TASK DETAILS — Restate each record exactly as it was written.

DATA SECTION —
········

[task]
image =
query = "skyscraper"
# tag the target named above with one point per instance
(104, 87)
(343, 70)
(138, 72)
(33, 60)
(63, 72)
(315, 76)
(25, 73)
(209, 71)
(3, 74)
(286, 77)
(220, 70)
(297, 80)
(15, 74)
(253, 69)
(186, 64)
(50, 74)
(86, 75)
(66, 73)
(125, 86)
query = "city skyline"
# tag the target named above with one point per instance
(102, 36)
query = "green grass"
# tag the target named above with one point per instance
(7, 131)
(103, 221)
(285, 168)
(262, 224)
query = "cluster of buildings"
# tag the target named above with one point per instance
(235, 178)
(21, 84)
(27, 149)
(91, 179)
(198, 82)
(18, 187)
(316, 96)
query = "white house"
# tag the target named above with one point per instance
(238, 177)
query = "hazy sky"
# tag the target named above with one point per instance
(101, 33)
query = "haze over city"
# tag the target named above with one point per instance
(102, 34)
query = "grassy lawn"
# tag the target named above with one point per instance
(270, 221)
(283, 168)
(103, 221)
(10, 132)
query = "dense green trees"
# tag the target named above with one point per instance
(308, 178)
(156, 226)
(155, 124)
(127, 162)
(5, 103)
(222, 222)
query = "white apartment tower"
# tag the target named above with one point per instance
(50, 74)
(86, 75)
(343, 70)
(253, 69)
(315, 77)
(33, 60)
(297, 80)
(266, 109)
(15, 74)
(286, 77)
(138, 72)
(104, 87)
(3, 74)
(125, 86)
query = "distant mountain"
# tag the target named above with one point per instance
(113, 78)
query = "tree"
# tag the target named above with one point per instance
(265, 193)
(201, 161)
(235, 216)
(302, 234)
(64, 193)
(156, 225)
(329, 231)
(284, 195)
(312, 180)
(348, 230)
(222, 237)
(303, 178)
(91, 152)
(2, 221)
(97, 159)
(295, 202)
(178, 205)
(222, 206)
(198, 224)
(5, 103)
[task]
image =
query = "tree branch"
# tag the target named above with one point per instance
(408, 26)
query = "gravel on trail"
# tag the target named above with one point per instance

········

OUTPUT FOR THIS EXERCISE —
[task]
image =
query = "skyscraper"
# tag the target named above with one point per instance
(104, 87)
(343, 70)
(138, 72)
(33, 60)
(63, 72)
(315, 76)
(25, 73)
(209, 71)
(3, 74)
(286, 77)
(220, 70)
(297, 80)
(15, 74)
(253, 69)
(186, 64)
(50, 74)
(86, 75)
(66, 73)
(125, 86)
query = "city skyline"
# tag the target named above with one point per instance
(102, 36)
query = "green grass"
# tag the target named above with one point per instance
(7, 131)
(103, 221)
(285, 168)
(262, 224)
query = "cluster of buildings"
# tag the target named above with one point per instance
(235, 178)
(21, 84)
(27, 149)
(91, 179)
(198, 82)
(18, 187)
(316, 96)
query = "white house"
# tag the target named above with one point per instance
(238, 177)
query = "hazy sky"
# tag the target named above with one point per instance
(101, 33)
query = "haze over city"
# tag the target named above with one point per instance
(102, 34)
query = "grassy lawn"
# tag the target named above with one point per instance
(270, 221)
(283, 168)
(103, 221)
(10, 132)
query = "dense green trees"
# tag the target named above with one point per instance
(308, 178)
(156, 226)
(155, 124)
(127, 162)
(5, 103)
(222, 222)
query = "white apartment tower"
# tag the target named above with one point per instance
(50, 74)
(86, 75)
(343, 70)
(253, 69)
(315, 77)
(33, 60)
(297, 80)
(266, 109)
(15, 74)
(286, 77)
(138, 72)
(104, 87)
(3, 74)
(125, 86)
query = "distant mountain"
# tag the target named above with one point per instance
(113, 78)
query = "tree"
# tag the target named above with one point per instance
(265, 193)
(201, 161)
(235, 216)
(302, 234)
(64, 193)
(156, 225)
(329, 231)
(284, 195)
(312, 180)
(348, 230)
(222, 237)
(303, 178)
(91, 152)
(2, 221)
(97, 159)
(295, 202)
(178, 205)
(222, 206)
(198, 224)
(5, 103)
[task]
image =
query = "tree branch"
# tag the target named above with one point per instance
(408, 26)
query = "gravel on trail"
# tag the target named above with one point per instance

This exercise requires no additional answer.